» DIRECTIONS
A: In the magazine note on a forthcoming volume of poems, in what form had the writer read the volume?
B: Summarize the magazine note on a forthcoming volume of poems in two sentences.

» DOCUMENT EXTRACT
## BEGIN
We have just finished the perusal in manuscript of a volume of poems by an old contributor to the KNICKERBOCKER, and from which we are permitted to make a few extracts in advance of their publication. The originality with which subjects already trite are treated, and the passionate as well as poetical power displayed in others will recommend them to the reader. Take the following for example:

'GIVE me your tender cares, your dear caresses,

Your bright approving smile, frank as a brother;
Give me your mind, whose graceful wisdom blesses:
But ah! your love, give that unto another.

'So my heart argues in its tranquil moments,
Laved in the dream-like bliss you have inspired;
Then comes a pain, filling my soul in torrents,
Like some green hill to a Vesuvius fired

'In its most verdant hour. Oh! scathing lava!
Oh! cruel, pelting hail! oh! torture hideous!
As to some laboring ship the ruthless 'Ha! ha!'
Of the weird Storm-King, in his reign malicious.
## END
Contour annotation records
## BEGIN
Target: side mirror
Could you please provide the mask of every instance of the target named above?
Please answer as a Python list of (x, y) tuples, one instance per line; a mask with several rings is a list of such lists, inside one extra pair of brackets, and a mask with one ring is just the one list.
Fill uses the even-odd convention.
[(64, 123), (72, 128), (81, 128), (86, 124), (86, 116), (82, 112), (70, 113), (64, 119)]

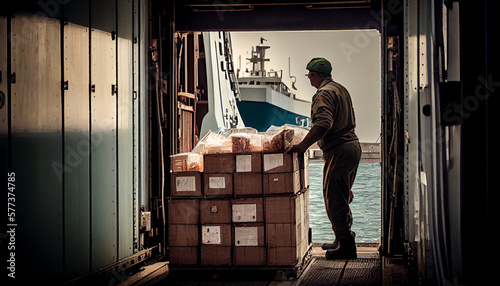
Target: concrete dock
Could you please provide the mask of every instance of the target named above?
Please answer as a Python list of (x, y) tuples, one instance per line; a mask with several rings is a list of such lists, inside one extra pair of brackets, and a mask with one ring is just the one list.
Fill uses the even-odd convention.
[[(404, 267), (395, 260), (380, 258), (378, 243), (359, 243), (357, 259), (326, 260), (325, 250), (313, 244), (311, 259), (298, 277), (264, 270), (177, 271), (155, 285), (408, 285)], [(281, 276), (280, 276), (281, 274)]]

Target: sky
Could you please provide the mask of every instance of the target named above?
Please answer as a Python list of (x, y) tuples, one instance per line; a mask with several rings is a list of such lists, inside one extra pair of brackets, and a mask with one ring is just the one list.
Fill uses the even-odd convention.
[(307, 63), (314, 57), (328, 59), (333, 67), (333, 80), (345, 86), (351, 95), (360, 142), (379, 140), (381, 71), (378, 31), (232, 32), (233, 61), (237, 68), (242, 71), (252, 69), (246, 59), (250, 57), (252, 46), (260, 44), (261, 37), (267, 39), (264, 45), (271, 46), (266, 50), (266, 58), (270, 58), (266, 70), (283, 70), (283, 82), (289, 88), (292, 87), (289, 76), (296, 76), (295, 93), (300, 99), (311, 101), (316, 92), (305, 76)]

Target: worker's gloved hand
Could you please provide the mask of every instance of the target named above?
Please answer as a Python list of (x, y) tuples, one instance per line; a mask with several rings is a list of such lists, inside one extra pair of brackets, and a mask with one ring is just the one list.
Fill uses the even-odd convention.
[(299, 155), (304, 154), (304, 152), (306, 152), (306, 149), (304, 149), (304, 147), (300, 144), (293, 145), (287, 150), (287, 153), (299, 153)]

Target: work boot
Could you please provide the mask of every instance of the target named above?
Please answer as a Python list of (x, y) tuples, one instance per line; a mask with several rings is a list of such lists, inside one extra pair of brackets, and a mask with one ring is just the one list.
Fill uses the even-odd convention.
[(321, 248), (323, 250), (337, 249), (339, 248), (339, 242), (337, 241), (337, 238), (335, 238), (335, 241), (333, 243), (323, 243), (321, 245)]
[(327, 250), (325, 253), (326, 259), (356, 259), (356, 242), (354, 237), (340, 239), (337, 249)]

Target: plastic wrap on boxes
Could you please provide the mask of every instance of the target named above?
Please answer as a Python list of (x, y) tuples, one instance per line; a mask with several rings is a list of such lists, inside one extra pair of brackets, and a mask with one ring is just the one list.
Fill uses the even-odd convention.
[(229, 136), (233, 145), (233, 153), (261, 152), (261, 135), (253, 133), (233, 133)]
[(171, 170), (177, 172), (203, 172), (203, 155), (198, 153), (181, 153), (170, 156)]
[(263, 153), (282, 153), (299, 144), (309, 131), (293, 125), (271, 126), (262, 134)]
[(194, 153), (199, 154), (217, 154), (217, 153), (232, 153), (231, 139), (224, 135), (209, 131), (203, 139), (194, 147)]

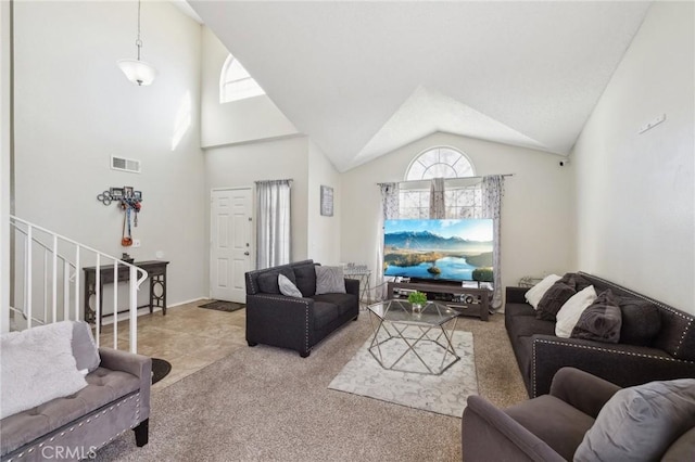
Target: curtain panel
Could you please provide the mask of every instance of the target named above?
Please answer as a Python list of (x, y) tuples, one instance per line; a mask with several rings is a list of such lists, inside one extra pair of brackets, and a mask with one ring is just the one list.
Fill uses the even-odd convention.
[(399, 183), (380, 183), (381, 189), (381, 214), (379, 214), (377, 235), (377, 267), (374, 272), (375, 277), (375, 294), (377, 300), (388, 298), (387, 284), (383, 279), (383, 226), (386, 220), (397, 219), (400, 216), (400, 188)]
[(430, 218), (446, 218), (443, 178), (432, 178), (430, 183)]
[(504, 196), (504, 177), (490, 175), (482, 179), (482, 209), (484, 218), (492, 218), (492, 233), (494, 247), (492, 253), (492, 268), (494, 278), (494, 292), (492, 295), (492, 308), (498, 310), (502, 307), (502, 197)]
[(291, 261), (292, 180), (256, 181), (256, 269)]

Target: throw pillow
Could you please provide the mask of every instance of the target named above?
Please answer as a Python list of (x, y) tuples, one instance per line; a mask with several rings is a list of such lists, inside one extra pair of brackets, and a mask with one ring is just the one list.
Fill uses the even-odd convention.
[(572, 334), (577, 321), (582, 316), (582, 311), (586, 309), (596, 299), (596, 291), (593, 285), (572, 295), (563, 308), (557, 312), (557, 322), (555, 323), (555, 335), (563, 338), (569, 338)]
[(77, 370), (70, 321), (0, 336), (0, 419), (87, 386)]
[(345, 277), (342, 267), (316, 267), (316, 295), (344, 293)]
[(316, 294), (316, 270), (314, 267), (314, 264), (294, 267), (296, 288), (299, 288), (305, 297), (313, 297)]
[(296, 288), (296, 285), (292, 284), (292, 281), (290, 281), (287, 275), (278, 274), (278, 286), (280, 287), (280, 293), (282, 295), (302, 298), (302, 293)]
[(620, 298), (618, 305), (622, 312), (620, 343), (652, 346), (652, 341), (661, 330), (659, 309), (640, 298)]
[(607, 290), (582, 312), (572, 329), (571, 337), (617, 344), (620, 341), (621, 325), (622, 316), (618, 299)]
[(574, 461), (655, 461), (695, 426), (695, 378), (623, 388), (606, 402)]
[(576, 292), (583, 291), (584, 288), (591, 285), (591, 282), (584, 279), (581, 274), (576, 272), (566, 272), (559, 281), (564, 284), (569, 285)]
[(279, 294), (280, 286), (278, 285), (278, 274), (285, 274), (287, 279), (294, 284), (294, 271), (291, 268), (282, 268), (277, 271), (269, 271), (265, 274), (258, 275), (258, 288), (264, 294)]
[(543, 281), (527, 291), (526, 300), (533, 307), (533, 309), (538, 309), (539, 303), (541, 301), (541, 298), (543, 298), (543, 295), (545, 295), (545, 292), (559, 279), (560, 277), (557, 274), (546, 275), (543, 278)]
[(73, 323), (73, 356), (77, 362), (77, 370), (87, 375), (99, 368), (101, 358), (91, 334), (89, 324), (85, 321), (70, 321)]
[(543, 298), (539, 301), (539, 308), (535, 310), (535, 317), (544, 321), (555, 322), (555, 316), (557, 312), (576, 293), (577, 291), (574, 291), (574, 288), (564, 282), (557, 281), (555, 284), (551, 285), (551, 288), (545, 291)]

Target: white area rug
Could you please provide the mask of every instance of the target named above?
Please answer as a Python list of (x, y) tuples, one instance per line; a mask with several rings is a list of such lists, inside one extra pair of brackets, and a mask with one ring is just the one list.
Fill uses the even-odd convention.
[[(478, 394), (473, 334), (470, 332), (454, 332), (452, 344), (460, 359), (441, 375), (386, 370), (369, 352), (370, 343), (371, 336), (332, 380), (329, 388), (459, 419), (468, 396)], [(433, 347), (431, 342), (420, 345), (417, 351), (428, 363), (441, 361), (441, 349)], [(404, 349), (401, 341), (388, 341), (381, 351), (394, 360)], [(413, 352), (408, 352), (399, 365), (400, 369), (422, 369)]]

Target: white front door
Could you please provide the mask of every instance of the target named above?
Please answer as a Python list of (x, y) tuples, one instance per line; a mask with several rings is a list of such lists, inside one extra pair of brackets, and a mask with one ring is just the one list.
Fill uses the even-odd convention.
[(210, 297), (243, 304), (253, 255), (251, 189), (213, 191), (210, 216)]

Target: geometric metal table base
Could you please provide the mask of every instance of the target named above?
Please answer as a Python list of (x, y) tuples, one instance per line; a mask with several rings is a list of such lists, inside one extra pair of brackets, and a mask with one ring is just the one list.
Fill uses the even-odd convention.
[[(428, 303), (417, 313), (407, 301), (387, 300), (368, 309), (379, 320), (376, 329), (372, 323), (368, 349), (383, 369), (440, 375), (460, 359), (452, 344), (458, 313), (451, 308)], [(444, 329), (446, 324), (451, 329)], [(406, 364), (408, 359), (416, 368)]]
## END
## BEGIN
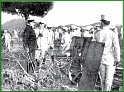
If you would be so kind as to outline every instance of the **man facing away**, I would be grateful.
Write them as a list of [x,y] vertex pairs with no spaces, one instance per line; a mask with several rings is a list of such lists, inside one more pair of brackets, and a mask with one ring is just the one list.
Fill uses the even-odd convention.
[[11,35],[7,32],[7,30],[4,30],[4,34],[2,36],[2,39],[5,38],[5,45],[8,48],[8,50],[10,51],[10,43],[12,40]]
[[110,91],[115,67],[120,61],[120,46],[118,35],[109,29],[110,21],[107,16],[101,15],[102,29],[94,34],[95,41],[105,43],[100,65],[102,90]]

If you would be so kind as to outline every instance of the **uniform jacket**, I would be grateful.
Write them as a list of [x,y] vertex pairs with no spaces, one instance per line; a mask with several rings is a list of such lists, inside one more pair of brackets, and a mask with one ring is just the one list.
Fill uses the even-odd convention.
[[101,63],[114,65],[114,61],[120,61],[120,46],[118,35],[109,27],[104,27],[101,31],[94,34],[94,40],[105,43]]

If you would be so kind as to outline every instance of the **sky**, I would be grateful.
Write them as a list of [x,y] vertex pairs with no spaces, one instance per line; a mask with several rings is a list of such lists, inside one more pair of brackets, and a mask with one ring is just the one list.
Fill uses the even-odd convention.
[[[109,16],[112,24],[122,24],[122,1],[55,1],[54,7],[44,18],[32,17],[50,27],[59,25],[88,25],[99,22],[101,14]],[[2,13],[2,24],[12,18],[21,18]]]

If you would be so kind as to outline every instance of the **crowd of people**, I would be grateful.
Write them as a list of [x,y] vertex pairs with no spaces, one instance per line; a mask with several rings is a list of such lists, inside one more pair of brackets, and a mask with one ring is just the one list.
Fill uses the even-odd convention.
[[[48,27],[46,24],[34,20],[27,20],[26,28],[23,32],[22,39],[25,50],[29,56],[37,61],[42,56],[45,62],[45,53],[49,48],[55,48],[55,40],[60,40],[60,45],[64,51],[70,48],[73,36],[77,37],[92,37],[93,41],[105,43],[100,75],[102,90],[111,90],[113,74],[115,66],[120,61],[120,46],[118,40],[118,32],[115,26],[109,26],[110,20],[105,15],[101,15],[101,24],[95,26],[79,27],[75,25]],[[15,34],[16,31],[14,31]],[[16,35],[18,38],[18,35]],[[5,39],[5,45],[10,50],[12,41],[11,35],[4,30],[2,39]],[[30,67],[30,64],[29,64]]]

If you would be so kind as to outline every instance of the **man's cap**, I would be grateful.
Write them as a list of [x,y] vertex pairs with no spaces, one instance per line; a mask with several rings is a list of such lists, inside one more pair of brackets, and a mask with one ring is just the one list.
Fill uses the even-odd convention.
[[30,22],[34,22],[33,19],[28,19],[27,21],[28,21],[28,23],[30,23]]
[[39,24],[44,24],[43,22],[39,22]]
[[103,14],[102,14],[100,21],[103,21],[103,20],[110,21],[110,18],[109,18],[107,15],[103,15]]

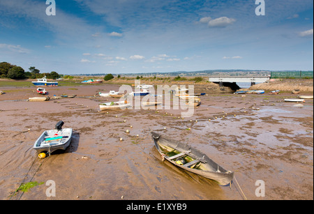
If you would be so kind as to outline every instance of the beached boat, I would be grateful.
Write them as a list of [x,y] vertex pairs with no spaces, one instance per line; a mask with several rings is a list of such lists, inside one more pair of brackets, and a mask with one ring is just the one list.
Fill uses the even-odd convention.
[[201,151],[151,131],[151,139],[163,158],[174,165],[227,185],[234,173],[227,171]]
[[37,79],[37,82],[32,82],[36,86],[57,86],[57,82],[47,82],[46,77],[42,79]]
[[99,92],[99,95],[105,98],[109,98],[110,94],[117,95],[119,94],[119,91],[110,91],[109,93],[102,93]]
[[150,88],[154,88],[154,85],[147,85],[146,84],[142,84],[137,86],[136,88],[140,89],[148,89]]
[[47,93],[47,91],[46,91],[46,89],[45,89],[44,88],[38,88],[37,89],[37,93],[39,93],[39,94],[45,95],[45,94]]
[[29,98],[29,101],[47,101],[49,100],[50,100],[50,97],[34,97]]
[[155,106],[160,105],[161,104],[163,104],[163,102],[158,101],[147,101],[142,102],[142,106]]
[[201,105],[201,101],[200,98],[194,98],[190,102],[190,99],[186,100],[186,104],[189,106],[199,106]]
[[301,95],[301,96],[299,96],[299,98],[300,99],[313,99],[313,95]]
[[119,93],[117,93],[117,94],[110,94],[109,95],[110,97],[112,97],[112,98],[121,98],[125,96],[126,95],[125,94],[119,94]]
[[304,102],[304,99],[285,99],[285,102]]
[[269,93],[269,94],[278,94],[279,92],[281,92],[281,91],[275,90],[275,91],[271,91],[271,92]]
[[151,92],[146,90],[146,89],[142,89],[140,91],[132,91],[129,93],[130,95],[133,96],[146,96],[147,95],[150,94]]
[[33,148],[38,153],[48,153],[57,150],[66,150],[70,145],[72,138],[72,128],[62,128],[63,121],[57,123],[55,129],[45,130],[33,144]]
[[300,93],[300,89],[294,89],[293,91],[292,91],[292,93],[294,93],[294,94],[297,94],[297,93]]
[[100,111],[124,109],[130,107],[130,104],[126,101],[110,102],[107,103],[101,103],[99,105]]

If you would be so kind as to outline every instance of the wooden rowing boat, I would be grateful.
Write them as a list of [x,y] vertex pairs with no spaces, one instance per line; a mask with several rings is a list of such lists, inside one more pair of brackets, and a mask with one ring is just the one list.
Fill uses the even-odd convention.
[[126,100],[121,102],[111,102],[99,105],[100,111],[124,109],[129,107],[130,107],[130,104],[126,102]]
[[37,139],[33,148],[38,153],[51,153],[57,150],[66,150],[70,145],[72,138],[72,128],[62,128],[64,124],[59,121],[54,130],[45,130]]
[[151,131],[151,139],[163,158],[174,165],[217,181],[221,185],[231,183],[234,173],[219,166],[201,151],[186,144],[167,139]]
## END
## BEGIN
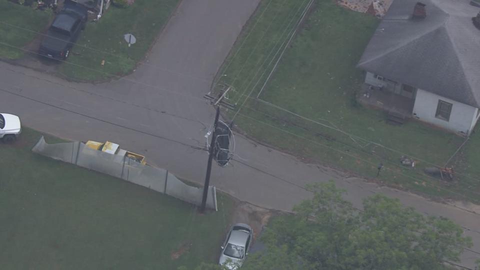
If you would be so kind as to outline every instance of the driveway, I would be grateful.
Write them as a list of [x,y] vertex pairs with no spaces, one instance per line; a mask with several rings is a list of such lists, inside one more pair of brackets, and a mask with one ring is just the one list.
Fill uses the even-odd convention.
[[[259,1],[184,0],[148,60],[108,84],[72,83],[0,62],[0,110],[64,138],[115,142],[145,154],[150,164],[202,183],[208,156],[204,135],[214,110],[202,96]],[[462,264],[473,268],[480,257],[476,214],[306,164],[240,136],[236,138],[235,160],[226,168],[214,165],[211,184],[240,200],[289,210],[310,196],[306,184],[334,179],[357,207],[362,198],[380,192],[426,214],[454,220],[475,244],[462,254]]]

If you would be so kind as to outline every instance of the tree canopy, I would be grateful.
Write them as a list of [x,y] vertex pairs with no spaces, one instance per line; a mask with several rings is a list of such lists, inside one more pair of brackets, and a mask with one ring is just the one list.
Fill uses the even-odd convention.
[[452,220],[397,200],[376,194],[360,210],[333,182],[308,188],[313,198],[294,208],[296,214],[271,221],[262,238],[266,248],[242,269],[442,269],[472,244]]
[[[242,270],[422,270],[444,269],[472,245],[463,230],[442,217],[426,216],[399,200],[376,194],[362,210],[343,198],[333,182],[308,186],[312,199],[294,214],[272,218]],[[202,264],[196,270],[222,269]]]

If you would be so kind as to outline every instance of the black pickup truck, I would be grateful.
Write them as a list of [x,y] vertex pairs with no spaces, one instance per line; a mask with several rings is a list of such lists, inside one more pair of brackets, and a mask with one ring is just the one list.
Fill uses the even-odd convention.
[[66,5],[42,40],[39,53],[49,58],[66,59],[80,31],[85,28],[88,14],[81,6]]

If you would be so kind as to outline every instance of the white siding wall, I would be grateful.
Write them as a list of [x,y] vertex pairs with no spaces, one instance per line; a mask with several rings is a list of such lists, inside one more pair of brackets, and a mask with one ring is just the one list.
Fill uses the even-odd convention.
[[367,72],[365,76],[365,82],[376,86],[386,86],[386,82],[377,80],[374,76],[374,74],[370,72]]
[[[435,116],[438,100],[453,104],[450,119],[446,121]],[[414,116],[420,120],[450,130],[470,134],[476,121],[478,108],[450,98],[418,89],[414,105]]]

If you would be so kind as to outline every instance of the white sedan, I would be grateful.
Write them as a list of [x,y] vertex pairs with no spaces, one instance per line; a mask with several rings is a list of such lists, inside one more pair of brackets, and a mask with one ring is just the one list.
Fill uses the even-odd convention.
## END
» ANSWER SET
A: In manuscript.

B: The writer has read a volume of poems in manuscript by an old contributor to the KNICKERBOCKER and may print a few extracts before publication, praising the original treatment of trite subjects and the passionate and poetical power of others. In the sample poem, the speaker asks for the addressee's tender cares, approving smile and mind but wants that love given to another, which the heart argues in tranquil moments until a pain fills the soul like a green hill fired into a Vesuvius.